### Requirement
Write out, word for word, the part of the passage on G.K. Chesterton's weekly paper that begins at "When the Bolshevik" and stops after "doubt about Man.".

### Excerpt provided
☆ ☆ ☆ ☆
When the Bolshevik faction of communism was taking control in Russia, author G.K. Chesterton began publishing a new weekly paper in March 1925. In it, he warned of the rise of a new age of totalitarianism—elements of which, he said, could be found in nearly all modern political systems.

In the first article of the first edition of G.K.’s Weekly, he wrote, “The thing behind Bolshevism and many other modern things is a new doubt. It is not merely a doubt about God; it is rather specially a doubt about Man.

“The old morality, the Christian religion, the Catholic Church, differed from all this new mentality because it really believed in the rights of men. That is, it believed that ordinary men were clothed with powers and privileges and a kind of authority,” he wrote.

“Now in these primary things in which the old religion trusted a man, the new philosophy utterly distrusts a man. It insists that he must be a very rare sort of man to have any rights in these matters; and when he is the rare sort, he has the right to rule others even more than himself.”
☆ ☆ ☆ ☆
### Provided material
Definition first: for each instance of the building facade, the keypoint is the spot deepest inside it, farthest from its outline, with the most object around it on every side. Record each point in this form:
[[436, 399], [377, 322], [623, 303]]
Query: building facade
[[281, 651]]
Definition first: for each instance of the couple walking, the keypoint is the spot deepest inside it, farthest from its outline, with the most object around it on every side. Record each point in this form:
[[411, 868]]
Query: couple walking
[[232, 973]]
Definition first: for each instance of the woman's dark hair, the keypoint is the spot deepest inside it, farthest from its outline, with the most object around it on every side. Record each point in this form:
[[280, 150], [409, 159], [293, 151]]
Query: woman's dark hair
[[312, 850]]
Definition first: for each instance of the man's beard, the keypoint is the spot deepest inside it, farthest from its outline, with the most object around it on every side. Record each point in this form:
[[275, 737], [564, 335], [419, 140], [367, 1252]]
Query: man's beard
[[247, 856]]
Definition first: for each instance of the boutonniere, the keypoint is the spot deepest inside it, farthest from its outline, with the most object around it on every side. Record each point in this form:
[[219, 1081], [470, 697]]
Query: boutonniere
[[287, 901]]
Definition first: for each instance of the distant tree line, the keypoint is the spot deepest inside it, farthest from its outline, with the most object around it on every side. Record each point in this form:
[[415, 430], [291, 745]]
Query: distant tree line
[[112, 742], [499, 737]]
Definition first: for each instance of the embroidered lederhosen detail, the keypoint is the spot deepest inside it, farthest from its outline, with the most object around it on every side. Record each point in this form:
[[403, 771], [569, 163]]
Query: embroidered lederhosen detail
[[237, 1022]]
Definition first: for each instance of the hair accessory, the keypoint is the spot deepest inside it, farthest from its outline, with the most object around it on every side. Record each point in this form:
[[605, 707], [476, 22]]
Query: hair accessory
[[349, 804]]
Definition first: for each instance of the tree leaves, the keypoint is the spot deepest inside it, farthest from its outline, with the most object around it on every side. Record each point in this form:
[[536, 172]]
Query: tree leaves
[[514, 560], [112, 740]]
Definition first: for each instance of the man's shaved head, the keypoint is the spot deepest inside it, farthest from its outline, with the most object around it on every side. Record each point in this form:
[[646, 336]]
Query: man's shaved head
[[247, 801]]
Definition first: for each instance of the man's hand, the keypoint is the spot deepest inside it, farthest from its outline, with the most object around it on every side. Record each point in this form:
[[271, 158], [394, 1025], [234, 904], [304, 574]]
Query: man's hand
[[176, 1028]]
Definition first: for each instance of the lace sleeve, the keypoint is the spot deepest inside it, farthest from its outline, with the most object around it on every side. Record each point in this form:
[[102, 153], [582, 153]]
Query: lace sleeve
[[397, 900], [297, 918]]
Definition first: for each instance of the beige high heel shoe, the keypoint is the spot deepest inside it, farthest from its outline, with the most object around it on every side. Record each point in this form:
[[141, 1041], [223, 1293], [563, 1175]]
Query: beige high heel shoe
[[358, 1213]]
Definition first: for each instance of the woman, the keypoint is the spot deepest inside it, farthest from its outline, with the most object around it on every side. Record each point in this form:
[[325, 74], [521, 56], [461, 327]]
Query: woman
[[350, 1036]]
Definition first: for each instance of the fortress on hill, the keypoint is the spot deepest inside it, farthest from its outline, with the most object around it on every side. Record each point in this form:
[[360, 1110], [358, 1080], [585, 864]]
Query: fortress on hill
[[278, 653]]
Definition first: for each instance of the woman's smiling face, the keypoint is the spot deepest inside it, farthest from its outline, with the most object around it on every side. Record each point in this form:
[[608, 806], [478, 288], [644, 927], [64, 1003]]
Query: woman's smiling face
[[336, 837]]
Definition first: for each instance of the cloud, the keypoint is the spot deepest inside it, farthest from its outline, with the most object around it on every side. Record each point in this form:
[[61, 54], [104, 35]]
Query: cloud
☆ ☆ ☆ ☆
### Full response
When the Bolshevik faction of communism was taking control in Russia, author G.K. Chesterton began publishing a new weekly paper in March 1925. In it, he warned of the rise of a new age of totalitarianism—elements of which, he said, could be found in nearly all modern political systems.

In the first article of the first edition of G.K.’s Weekly, he wrote, “The thing behind Bolshevism and many other modern things is a new doubt. It is not merely a doubt about God; it is rather specially a doubt about Man.